In the records below, find the line that contains "Tag the textured leaf" and the line that contains "Tag the green compound", then retype exactly those two lines and every line between them.

○ ○ ○ ○

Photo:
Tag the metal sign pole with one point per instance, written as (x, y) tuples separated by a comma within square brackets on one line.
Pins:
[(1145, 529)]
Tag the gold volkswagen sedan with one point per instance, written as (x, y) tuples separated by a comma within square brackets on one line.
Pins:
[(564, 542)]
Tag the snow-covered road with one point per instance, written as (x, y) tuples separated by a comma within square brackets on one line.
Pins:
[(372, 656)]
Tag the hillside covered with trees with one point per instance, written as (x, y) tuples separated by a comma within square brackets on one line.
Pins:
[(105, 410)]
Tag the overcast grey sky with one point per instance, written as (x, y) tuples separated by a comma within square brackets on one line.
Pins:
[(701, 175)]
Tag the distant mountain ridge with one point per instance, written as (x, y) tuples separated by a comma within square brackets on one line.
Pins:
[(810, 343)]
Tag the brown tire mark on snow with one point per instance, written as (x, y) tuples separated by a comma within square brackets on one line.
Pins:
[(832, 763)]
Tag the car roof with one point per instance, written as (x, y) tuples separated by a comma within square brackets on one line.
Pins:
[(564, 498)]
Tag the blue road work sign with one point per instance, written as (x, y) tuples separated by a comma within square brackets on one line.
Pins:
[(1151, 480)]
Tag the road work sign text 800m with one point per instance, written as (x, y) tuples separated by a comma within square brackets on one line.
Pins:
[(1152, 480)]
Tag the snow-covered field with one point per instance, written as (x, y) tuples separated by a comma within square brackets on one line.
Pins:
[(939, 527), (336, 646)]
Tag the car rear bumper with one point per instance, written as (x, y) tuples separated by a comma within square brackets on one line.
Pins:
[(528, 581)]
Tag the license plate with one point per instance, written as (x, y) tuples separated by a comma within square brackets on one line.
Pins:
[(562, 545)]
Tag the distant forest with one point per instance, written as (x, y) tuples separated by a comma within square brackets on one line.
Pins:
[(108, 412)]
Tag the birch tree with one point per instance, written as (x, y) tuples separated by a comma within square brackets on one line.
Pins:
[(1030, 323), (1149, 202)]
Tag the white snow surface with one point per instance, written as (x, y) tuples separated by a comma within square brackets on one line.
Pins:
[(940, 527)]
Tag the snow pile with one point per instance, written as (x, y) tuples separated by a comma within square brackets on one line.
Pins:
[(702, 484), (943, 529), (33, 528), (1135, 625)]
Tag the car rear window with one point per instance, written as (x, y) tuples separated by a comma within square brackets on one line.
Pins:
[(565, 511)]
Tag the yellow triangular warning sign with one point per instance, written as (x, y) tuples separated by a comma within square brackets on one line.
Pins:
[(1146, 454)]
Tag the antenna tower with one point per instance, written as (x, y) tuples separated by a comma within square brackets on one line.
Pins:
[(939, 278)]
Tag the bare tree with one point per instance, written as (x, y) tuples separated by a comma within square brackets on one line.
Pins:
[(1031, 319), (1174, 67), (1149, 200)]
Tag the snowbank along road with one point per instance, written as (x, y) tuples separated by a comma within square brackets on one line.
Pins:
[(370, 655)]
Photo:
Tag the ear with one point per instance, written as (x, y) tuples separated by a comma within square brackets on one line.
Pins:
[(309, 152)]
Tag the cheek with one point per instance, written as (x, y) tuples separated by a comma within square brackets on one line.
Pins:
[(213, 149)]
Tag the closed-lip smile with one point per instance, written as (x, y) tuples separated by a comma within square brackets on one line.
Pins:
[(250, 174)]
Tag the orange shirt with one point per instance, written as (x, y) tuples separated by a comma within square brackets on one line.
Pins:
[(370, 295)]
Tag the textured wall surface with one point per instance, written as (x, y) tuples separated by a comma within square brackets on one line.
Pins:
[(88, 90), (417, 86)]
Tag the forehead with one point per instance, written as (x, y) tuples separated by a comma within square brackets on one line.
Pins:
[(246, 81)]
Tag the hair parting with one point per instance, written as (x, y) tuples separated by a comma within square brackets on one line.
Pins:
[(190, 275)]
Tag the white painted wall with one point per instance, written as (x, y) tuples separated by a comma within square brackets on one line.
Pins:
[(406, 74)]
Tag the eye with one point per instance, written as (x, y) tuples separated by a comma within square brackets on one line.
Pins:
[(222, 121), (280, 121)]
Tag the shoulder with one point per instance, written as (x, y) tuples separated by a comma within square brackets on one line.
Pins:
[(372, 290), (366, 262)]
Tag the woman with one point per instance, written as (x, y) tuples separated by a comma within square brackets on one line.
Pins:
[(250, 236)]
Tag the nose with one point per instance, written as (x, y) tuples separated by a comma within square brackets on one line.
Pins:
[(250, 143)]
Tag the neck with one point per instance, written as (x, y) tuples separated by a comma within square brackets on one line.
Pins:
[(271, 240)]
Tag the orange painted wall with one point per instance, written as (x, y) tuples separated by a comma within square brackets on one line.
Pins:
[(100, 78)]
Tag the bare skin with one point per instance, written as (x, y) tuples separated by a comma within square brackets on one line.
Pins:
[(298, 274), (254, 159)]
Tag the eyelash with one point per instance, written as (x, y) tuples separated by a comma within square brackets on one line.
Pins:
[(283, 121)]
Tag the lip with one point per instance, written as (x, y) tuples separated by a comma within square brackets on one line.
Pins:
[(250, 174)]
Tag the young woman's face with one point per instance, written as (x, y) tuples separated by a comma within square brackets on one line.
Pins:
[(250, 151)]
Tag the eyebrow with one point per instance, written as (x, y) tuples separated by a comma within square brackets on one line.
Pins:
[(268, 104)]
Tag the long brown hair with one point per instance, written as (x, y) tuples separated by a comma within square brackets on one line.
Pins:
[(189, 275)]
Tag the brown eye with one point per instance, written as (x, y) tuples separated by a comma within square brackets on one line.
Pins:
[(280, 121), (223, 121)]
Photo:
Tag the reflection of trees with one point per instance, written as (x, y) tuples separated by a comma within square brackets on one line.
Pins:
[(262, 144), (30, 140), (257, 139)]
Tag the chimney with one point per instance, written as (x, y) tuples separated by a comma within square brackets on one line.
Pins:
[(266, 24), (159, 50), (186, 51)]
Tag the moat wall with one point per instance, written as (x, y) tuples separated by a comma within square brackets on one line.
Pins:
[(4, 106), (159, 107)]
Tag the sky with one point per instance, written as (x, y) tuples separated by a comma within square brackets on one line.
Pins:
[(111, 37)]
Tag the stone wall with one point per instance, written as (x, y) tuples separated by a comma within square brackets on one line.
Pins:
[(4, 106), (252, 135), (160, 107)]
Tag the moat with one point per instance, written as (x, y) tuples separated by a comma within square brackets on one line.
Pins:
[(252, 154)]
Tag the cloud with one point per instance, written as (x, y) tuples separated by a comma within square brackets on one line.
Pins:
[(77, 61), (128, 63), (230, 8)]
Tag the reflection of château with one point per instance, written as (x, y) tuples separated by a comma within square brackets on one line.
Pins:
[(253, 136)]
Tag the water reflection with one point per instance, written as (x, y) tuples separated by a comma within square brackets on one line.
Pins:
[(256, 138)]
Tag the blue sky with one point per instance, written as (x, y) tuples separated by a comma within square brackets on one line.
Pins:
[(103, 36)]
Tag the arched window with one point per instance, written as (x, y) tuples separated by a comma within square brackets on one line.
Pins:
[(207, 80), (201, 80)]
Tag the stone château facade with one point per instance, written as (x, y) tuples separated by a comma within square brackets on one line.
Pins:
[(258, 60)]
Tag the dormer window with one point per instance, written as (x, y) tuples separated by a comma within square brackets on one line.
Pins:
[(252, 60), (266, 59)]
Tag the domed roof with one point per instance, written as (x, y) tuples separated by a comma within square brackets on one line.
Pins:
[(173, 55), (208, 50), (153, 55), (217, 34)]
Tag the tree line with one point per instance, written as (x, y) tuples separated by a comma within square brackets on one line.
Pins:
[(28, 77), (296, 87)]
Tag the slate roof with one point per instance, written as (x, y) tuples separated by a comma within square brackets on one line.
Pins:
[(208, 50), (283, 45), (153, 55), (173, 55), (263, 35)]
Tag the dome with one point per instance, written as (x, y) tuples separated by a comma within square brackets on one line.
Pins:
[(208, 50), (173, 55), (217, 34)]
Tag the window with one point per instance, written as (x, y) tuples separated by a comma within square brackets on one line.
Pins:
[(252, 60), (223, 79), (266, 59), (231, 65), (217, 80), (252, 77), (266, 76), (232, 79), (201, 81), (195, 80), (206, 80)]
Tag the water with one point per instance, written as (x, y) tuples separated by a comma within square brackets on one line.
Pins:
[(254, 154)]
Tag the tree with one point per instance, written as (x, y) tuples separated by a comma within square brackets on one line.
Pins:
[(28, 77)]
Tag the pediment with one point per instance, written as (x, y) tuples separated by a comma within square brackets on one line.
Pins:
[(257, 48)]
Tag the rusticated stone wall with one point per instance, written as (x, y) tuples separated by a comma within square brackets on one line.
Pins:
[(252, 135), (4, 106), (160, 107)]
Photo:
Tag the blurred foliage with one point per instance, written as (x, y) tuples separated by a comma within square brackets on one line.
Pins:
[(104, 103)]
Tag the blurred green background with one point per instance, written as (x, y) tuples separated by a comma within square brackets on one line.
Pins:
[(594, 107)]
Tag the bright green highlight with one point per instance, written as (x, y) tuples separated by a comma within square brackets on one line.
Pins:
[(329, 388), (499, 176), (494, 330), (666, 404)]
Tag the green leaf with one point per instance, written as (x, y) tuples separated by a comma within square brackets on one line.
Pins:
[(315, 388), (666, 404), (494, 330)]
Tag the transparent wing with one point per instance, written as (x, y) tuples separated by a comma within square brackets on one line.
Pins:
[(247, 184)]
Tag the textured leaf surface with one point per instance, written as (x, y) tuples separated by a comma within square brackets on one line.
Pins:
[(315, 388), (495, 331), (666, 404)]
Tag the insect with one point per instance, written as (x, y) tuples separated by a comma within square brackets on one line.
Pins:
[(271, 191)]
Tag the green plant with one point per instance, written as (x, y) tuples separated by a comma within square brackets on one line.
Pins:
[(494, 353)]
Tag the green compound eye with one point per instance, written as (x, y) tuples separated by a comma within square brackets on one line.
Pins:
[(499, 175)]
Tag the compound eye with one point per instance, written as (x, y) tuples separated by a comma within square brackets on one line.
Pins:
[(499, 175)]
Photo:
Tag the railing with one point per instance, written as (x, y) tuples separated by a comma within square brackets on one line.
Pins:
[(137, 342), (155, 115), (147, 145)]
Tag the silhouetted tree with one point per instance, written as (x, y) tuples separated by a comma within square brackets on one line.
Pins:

○ ○ ○ ○

:: Finished task ::
Tag the textured leaf surface with one point per instance, written as (x, y) tuples separated by a comma within square brackets on one line.
Pins:
[(315, 388), (495, 331), (666, 404)]
Tag the insect with one point per instance, written as (x, y) tuples separated by a comma within square brackets on one line.
Pins:
[(271, 191)]
Tag the green plant with one point per instance, written as (x, y) tuples separated by a comma within square brackets on one line.
Pins:
[(494, 353)]
Tag the green compound eye with one point per instance, written as (x, y) tuples separated by a comma within square brackets on one line.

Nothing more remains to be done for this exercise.